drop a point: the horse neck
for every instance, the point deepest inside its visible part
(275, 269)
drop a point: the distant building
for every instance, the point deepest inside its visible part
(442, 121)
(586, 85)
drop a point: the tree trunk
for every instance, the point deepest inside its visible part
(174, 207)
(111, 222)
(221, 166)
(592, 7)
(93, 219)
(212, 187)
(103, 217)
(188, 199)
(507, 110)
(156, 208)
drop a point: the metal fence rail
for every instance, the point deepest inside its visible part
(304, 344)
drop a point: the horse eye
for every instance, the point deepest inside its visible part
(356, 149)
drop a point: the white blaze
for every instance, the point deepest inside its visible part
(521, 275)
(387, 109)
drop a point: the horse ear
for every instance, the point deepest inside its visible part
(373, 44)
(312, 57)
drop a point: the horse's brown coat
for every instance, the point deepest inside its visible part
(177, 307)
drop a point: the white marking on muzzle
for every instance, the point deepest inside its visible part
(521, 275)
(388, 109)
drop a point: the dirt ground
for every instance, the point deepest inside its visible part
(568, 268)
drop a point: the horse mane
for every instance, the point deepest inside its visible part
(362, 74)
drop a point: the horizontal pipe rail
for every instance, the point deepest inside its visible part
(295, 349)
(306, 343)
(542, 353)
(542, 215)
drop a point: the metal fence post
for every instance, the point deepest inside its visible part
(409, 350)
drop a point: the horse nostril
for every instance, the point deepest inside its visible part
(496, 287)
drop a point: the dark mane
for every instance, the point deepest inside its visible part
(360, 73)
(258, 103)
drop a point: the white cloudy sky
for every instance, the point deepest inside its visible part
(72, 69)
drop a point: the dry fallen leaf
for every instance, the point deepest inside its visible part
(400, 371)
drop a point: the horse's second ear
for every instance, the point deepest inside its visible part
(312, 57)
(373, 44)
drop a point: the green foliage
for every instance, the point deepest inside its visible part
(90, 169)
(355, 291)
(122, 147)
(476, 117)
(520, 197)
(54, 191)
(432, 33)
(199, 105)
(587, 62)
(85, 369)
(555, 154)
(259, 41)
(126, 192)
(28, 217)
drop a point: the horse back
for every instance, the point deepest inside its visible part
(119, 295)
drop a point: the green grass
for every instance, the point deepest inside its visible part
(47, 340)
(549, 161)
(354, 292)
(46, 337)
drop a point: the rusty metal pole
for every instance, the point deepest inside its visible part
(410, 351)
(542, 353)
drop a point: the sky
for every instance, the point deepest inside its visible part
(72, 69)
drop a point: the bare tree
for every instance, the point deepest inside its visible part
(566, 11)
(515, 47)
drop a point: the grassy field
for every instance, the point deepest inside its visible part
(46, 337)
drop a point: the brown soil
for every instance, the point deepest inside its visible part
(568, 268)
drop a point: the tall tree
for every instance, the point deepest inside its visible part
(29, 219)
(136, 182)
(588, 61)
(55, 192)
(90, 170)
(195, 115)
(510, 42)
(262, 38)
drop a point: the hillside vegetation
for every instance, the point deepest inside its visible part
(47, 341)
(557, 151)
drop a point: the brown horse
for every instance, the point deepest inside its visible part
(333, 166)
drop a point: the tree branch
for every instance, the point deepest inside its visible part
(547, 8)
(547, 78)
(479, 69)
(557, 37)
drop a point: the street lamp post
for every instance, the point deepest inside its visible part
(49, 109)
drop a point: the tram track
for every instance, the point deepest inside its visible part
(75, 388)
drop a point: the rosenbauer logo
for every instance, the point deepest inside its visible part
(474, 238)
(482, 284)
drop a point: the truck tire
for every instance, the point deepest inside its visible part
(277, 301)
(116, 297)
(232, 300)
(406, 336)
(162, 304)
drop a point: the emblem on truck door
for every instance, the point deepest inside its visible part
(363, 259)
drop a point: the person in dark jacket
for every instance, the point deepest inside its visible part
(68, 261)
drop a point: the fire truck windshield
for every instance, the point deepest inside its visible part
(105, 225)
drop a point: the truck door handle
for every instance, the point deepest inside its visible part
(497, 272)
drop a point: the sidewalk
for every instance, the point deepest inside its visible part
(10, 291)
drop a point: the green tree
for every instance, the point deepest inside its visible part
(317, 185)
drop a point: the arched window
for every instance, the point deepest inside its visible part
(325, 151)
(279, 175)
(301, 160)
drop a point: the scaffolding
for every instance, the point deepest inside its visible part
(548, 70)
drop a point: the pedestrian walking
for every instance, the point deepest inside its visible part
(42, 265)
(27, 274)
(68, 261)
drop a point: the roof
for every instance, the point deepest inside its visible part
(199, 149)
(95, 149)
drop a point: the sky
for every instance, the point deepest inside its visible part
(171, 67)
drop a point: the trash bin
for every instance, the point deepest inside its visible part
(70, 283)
################
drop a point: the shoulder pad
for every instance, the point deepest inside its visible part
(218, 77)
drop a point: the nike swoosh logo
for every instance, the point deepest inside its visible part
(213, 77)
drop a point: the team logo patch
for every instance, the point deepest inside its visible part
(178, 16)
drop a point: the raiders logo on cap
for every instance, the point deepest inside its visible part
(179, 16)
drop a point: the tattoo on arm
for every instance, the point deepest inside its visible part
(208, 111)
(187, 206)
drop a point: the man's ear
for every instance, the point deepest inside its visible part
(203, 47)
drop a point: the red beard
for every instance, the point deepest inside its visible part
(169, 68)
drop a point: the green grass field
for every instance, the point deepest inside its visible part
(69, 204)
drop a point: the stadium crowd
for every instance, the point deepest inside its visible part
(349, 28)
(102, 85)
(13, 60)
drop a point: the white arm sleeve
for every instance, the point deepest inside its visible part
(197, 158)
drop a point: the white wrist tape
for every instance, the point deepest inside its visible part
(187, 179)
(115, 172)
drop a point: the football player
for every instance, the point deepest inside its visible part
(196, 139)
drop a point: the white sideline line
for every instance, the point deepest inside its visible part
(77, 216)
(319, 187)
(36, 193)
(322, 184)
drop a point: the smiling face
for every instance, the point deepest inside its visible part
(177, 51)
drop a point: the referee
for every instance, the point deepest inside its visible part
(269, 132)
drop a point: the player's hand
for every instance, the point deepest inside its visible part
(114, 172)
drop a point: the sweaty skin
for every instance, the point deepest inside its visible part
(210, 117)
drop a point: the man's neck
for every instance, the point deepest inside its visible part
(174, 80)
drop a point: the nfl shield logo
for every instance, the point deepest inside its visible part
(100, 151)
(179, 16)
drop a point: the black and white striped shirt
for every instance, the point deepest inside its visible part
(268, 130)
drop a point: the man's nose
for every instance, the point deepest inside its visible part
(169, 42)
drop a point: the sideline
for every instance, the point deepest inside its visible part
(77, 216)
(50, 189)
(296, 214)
################
» **TASK**
Locate every line in the items that contains the word "fence", and copy each of those lines out.

» **SOLUTION**
drop a point: the metal fence rail
drop a point: the metal fence post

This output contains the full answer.